The fact is nationally illustrated in barbarous races, and, individually, in the uneducated members of civilized communities. The extremest demonstration is seen when a child happens to be kidnapped and brought up in the woods away from human culture, of which there have been instances.

Modern literature is impregnated with false notions on this subject. These false notions are generated by a false method of study. Man is looked at as he develops under the surroundings of an established civilization, and because he is interesting when enlightened and subject to law, he is supposed to be innately good and rational, requiring only a proper self-evolution. Disastrous results come from this theory when it is acted on in either public or family life. A lawless community, or stubborn and rebellious children bring misery when the hand of repressive discipline and kindly culture is absent. Human nature in itself is only a bundle of potentialities, which cannot be developed except by firm discipline under the wise administration of good laws. The best men of the best nations are those that have seen the most trouble, along with the possession of knowledge.

Extracted information:

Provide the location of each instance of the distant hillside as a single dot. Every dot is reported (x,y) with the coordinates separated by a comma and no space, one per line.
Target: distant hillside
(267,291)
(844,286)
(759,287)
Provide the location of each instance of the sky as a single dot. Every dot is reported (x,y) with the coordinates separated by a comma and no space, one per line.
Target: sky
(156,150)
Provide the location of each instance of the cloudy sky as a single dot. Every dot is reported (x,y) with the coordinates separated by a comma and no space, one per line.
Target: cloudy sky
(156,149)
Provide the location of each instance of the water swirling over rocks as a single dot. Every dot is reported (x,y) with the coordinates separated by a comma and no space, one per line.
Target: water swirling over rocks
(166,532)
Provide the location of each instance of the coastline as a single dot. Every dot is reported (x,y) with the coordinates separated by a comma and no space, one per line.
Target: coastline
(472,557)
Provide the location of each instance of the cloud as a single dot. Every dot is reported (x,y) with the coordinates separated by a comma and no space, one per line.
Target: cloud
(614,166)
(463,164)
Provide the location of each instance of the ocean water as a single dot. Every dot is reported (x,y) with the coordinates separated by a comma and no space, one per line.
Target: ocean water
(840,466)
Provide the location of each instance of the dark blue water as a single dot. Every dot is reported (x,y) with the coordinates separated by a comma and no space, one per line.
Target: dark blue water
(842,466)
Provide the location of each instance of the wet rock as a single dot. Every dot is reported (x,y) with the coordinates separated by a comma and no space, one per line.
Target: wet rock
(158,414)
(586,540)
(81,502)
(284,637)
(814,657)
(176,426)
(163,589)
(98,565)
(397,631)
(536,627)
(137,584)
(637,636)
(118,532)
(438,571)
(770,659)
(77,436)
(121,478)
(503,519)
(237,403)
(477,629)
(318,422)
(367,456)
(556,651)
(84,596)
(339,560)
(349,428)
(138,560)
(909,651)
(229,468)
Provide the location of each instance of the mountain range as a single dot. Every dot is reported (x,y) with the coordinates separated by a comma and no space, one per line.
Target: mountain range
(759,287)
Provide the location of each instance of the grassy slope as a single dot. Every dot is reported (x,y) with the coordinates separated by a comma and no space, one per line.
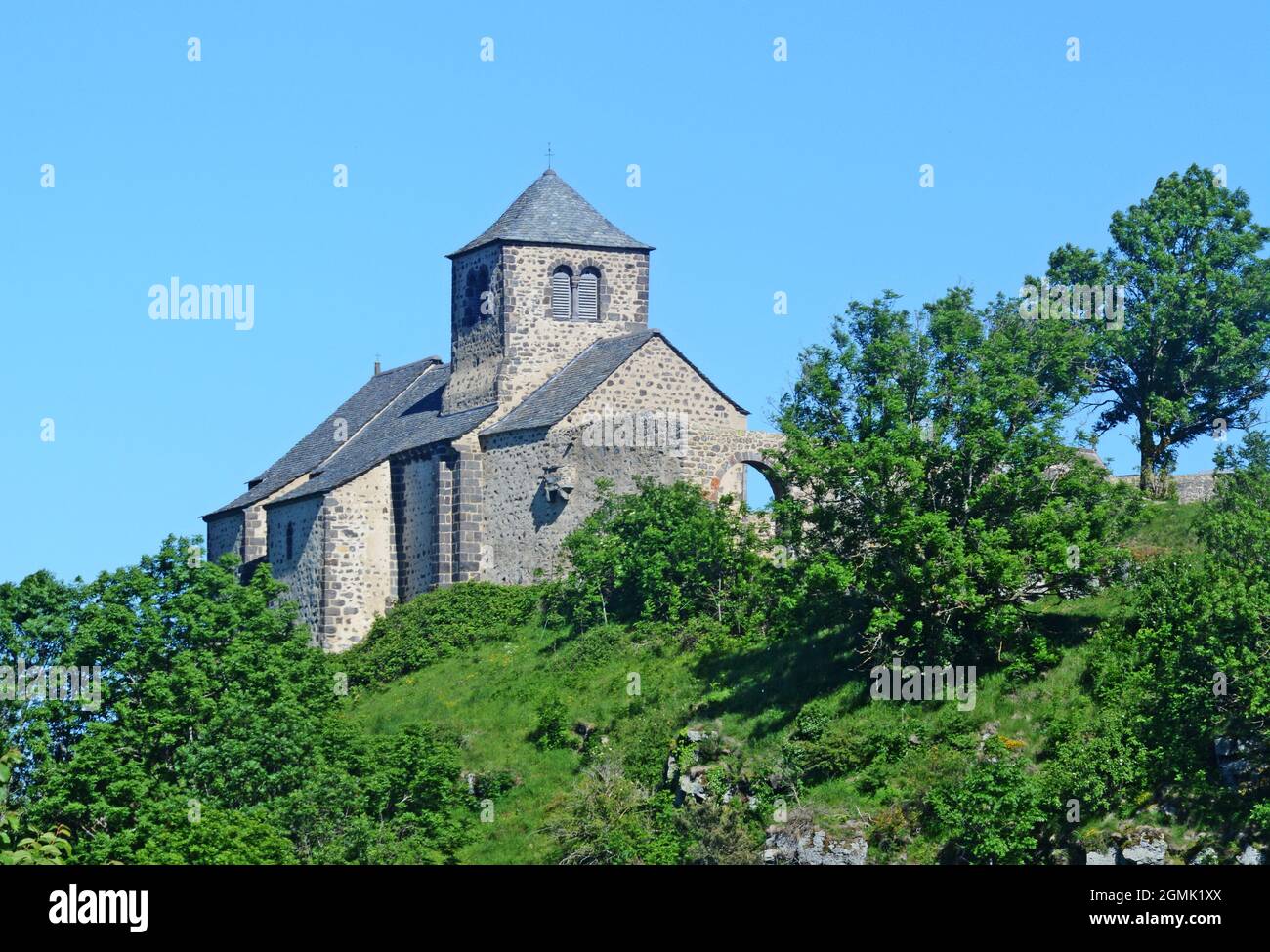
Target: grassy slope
(489,694)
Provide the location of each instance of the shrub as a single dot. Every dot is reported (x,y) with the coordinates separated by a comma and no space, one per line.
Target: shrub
(994,815)
(551,724)
(663,554)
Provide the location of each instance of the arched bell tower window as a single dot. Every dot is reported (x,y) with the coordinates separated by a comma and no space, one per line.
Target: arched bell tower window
(478,283)
(562,293)
(588,295)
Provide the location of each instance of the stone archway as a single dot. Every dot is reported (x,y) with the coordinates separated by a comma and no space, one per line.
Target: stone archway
(756,461)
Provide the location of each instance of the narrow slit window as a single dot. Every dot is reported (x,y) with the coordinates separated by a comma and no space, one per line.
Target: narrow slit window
(562,293)
(588,295)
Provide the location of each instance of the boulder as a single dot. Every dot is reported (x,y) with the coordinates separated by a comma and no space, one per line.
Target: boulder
(1147,847)
(786,847)
(1206,857)
(693,787)
(1251,855)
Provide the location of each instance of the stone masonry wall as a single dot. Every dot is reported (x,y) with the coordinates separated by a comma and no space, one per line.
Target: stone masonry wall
(524,527)
(477,339)
(225,534)
(536,343)
(303,574)
(360,575)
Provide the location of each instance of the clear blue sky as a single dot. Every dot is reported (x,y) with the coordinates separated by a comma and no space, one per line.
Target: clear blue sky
(757,177)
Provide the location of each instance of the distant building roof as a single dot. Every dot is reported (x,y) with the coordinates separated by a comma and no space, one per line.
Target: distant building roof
(572,384)
(549,212)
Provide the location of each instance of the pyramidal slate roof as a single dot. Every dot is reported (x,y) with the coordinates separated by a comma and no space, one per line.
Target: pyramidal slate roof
(320,444)
(549,212)
(578,379)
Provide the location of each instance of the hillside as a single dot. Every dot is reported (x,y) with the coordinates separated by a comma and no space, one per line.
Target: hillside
(871,766)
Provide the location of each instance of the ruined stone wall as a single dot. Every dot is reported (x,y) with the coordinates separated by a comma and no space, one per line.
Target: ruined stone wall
(1190,487)
(524,525)
(225,534)
(656,379)
(414,519)
(664,422)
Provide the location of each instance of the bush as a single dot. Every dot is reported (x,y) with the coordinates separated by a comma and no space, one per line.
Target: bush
(551,724)
(931,494)
(994,815)
(663,554)
(220,736)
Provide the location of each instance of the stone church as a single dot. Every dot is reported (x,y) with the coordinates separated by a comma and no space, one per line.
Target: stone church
(477,469)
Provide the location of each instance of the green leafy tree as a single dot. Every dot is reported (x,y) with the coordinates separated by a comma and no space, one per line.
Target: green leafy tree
(1185,656)
(663,554)
(221,734)
(992,816)
(21,846)
(1195,343)
(931,493)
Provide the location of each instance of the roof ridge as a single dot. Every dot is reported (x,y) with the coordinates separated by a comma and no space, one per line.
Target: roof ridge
(553,212)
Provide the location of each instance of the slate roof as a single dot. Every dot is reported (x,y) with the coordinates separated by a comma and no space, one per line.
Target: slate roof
(572,382)
(410,422)
(549,212)
(310,452)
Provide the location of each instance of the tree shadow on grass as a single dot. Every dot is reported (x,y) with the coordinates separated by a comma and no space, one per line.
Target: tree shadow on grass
(771,683)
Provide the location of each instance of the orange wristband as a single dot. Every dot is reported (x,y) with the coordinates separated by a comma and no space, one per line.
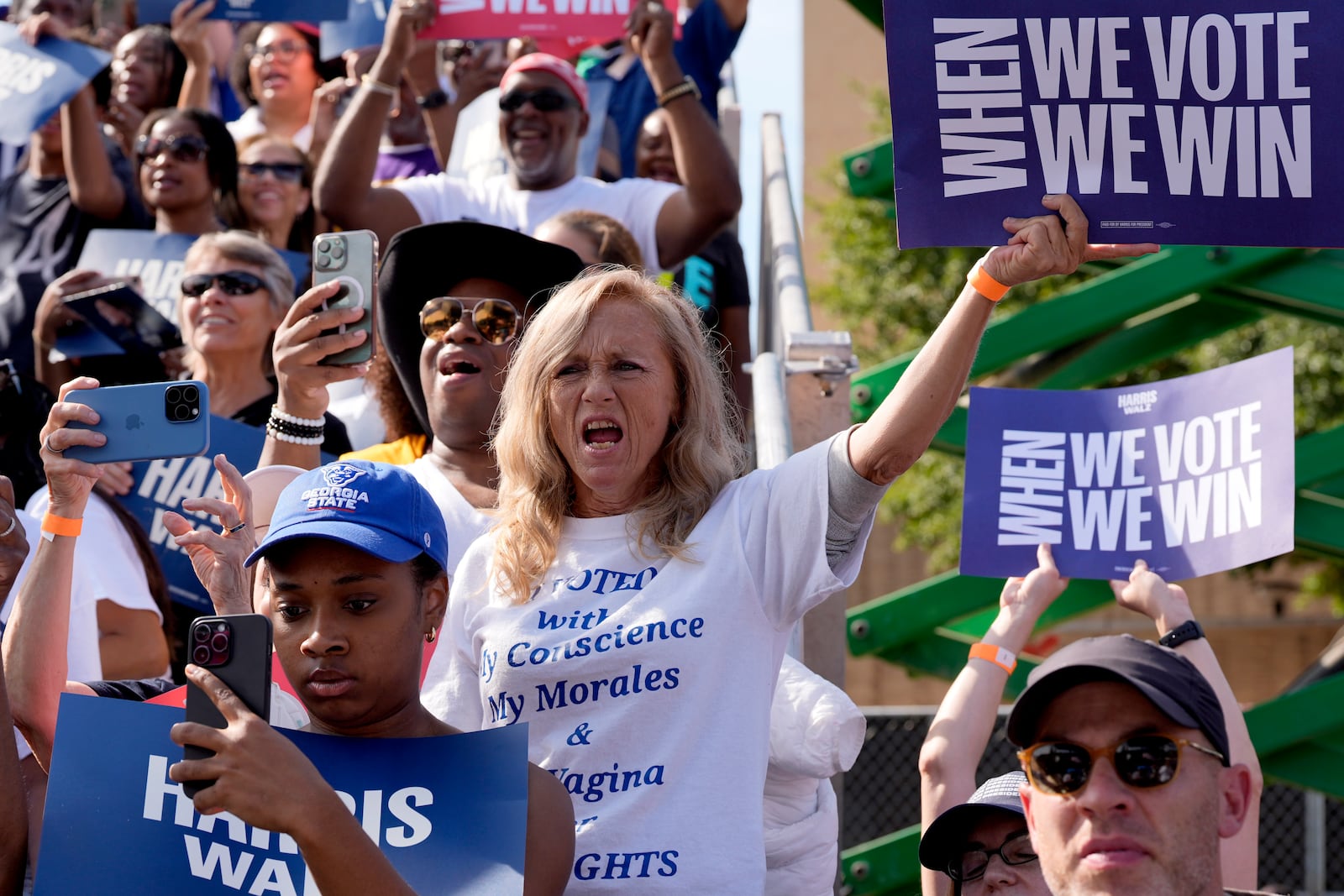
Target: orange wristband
(60,524)
(1005,660)
(985,285)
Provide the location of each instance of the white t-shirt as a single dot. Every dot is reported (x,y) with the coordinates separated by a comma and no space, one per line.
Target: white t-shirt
(464,523)
(635,202)
(647,684)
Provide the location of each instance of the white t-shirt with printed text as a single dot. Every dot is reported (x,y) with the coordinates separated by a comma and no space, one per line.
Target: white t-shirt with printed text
(647,683)
(635,202)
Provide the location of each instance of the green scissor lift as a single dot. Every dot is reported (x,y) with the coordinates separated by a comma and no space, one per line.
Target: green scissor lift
(1131,315)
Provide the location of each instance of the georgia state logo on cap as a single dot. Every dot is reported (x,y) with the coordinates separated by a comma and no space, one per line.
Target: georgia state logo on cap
(338,493)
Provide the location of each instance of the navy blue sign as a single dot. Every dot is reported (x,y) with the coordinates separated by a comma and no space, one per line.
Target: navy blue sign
(450,813)
(156,259)
(165,484)
(363,26)
(1207,121)
(35,81)
(1193,474)
(246,9)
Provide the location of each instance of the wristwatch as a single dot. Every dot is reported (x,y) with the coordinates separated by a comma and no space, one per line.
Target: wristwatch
(1180,634)
(433,100)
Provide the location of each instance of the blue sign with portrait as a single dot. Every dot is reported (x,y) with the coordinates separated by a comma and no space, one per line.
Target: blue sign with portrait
(1196,121)
(449,813)
(35,81)
(246,9)
(1193,474)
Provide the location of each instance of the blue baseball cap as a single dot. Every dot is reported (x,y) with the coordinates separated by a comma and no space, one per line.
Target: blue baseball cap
(376,508)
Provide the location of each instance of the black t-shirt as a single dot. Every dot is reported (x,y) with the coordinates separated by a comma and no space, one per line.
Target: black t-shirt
(40,238)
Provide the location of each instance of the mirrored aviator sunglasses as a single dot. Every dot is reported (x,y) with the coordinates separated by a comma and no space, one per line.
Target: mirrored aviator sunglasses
(1142,761)
(495,318)
(187,148)
(235,282)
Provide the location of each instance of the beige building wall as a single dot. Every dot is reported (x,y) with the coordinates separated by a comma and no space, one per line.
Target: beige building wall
(1256,626)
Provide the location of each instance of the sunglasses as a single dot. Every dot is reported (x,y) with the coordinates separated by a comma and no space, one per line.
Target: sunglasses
(187,148)
(232,282)
(495,318)
(972,864)
(1142,761)
(282,50)
(543,100)
(289,172)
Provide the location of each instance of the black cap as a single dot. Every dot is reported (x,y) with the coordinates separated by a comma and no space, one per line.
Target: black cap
(947,837)
(1167,679)
(425,262)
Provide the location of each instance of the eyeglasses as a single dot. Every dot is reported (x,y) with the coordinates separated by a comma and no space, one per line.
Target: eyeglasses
(543,100)
(495,318)
(284,51)
(185,148)
(232,282)
(1142,761)
(974,862)
(289,172)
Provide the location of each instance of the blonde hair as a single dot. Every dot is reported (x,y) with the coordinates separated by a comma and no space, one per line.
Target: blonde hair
(698,459)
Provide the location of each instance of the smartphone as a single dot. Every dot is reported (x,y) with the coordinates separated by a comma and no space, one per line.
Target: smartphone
(145,422)
(237,651)
(121,313)
(349,257)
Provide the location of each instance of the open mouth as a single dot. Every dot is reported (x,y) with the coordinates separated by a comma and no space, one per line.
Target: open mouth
(602,434)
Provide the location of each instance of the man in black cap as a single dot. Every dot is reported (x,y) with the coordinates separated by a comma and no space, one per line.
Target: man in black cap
(454,298)
(1131,786)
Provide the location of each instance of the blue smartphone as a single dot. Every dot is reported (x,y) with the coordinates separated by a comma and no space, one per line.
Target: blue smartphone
(145,422)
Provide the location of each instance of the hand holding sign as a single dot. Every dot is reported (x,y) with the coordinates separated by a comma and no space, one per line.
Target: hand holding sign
(218,557)
(1052,244)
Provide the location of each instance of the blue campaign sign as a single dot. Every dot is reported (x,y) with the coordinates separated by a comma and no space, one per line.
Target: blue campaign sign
(363,26)
(1178,121)
(246,9)
(1193,474)
(449,813)
(165,484)
(156,259)
(35,81)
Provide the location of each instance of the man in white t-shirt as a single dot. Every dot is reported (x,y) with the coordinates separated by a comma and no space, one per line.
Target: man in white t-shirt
(543,105)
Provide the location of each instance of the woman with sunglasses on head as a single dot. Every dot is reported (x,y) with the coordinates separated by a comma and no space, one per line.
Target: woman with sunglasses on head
(275,192)
(978,840)
(235,291)
(275,71)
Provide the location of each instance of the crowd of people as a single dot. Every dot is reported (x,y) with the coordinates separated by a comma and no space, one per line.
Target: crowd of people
(550,443)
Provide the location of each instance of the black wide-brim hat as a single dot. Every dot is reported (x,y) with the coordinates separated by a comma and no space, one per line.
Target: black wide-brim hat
(428,261)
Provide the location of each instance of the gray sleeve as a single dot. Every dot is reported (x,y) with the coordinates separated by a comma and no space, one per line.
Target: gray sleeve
(850,500)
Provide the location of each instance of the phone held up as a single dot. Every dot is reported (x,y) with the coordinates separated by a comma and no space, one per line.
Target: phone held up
(237,651)
(351,258)
(145,422)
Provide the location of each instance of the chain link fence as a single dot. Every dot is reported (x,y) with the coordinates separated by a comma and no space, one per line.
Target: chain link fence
(882,795)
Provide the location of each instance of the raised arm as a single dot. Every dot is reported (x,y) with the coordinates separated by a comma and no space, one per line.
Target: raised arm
(960,730)
(711,195)
(35,638)
(1168,607)
(907,419)
(13,817)
(343,190)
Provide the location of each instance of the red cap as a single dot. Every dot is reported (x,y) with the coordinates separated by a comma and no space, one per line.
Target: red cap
(551,65)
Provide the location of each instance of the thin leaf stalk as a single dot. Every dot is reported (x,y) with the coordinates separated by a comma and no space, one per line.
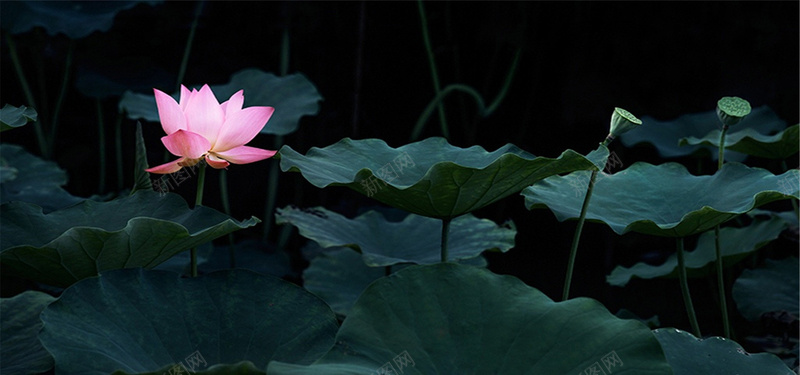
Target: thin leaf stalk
(62,93)
(198,201)
(189,41)
(26,89)
(118,150)
(723,304)
(423,118)
(445,237)
(573,251)
(101,133)
(434,73)
(794,201)
(687,297)
(226,206)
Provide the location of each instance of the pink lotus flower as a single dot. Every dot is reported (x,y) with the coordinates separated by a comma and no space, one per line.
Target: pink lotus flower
(200,127)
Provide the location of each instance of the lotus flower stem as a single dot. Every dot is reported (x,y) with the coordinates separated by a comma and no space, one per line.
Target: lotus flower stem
(794,201)
(723,304)
(272,192)
(198,201)
(101,133)
(573,252)
(189,41)
(721,156)
(118,150)
(37,125)
(432,63)
(504,90)
(272,178)
(687,298)
(423,118)
(445,235)
(61,94)
(226,206)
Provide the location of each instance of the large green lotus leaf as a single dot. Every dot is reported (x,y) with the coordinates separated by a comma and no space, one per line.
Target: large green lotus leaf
(751,142)
(19,327)
(735,244)
(429,178)
(76,19)
(665,135)
(136,320)
(250,254)
(293,96)
(416,239)
(663,200)
(454,319)
(141,230)
(773,287)
(13,117)
(34,180)
(339,275)
(688,355)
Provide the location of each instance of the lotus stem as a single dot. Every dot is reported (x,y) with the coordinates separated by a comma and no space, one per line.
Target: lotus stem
(189,41)
(62,93)
(504,90)
(423,118)
(723,304)
(445,235)
(118,150)
(272,192)
(37,126)
(198,201)
(432,63)
(573,252)
(226,206)
(687,298)
(721,156)
(794,201)
(101,133)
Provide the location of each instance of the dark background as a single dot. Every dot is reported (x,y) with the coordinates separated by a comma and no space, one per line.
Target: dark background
(578,61)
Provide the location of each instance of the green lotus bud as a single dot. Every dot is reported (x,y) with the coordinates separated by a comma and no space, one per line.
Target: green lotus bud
(621,122)
(732,109)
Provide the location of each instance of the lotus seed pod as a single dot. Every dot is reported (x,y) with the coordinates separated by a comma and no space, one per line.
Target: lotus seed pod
(621,122)
(732,109)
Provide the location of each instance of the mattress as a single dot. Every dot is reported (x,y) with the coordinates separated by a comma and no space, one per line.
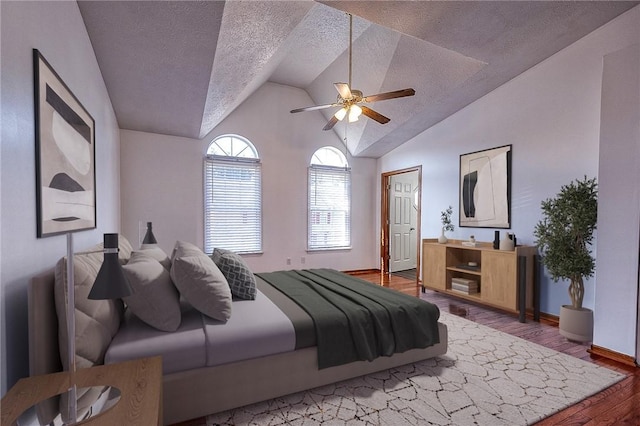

Short task: Repeat the passage on human nature word for word, between "The fact is" and "have been instances.", inclusive.

Exercise output:
The fact is nationally illustrated in barbarous races, and, individually, in the uneducated members of civilized communities. The extremest demonstration is seen when a child happens to be kidnapped and brought up in the woods away from human culture, of which there have been instances.